# WHAT IS EXPECTED
Please reproduce the lines from the one holding "Each instance of the metal tongs" through the last line, inclusive, multiplying each answer coordinate by 2.6 and rounding to whole numbers, with halves going up. Leave all other numbers unchanged.

## START

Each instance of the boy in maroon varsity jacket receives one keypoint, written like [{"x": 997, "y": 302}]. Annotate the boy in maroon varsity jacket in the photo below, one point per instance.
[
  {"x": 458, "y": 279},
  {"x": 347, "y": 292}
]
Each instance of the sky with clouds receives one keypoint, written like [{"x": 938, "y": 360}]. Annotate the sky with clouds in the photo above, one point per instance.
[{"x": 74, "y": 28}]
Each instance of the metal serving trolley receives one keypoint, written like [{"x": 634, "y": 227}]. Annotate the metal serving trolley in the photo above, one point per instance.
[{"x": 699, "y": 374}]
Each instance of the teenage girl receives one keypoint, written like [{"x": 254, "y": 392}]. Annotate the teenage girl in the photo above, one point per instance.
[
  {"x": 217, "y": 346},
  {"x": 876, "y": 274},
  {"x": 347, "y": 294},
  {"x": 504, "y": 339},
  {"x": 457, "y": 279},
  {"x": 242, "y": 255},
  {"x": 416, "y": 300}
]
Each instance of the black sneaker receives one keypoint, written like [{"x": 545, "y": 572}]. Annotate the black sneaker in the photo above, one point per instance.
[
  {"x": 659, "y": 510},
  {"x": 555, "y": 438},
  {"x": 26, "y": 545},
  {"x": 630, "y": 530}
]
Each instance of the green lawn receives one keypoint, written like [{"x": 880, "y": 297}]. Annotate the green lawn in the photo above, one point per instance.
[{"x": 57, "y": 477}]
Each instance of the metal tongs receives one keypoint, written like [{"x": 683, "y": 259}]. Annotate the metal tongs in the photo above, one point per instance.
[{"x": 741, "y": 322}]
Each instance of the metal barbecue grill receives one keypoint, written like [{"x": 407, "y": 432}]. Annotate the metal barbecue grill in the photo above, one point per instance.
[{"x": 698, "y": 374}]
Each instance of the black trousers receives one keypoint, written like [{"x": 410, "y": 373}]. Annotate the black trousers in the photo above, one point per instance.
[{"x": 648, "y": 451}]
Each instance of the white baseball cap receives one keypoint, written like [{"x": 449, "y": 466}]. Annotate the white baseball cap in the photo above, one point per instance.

## END

# WRITTEN REPLY
Each instance of the metal tongs receives one keypoint, written like [{"x": 683, "y": 259}]. Annotate the metal tongs in the photo above, one point per instance.
[{"x": 1927, "y": 837}]
Each instance of the metal barbecue grill receives one keypoint, written like [{"x": 407, "y": 432}]. Annotate the metal barbecue grill in the photo above, one point per instance.
[{"x": 1815, "y": 972}]
Each instance of the black trousers receives one keypoint, written like [{"x": 410, "y": 373}]. Annotate the black trousers in the photo above, one point per instance.
[{"x": 1685, "y": 1173}]
Each instance of the white baseball cap receives one keypoint, written like [{"x": 449, "y": 466}]. Annotate the white baseball cap in the photo above, one point per instance.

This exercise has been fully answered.